■ **Task item**
When you return the data, keep every line exactly as it is and leave out the pictures.

Records from a data source:
'''
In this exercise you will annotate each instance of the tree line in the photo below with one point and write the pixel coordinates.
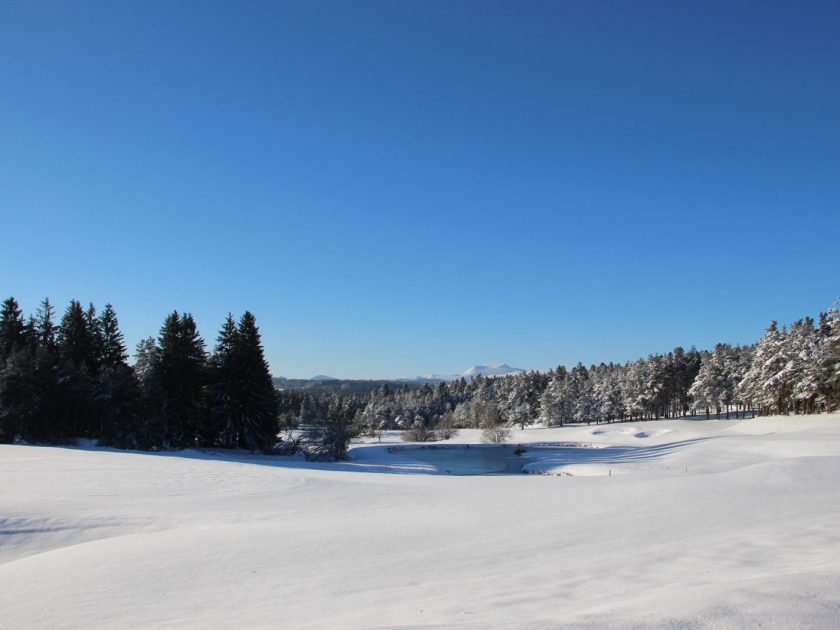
(794, 369)
(68, 380)
(72, 379)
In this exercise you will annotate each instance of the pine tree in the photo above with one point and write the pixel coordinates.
(76, 369)
(256, 396)
(181, 378)
(12, 329)
(112, 350)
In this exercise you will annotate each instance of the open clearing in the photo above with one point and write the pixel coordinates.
(677, 523)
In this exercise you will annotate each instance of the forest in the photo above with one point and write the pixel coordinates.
(71, 379)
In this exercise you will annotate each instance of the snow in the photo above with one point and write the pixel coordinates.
(491, 370)
(729, 524)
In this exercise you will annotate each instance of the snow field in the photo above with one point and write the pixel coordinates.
(725, 524)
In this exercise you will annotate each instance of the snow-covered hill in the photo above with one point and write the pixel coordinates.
(494, 369)
(678, 524)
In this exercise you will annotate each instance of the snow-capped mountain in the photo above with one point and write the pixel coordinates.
(494, 369)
'''
■ **Solution to this problem**
In this exercise you will annotate each instance of the tree line in the photo below with one point and write the pixel coordinates.
(794, 369)
(68, 380)
(72, 379)
In this exercise you will annotate each instance of the pine tree in the photo above with one point and write the pixel coordinates.
(76, 369)
(256, 396)
(181, 378)
(12, 329)
(112, 350)
In this exercise you will annotate each instance of the open clearing in the photo above with one point and write the pixel coordinates.
(677, 523)
In this exercise you will annotate each instance of the forest in the photo above with one point and write the pixel coordinates.
(71, 379)
In this exercise you will annotate each instance of the snow in the photo above with one point and write the pixel coordinates.
(491, 370)
(729, 524)
In this exercise you will annotate each instance of the snow field in the photo above with one point and write the pixel coordinates.
(725, 524)
In this exercise you will annotate each instance of the snow-covered hill in the photo above with one point and write the pixel coordinates.
(494, 369)
(678, 524)
In this exercise you will annotate each instance of the snow-capped mountain in the photo above with one point and write the pixel coordinates.
(494, 369)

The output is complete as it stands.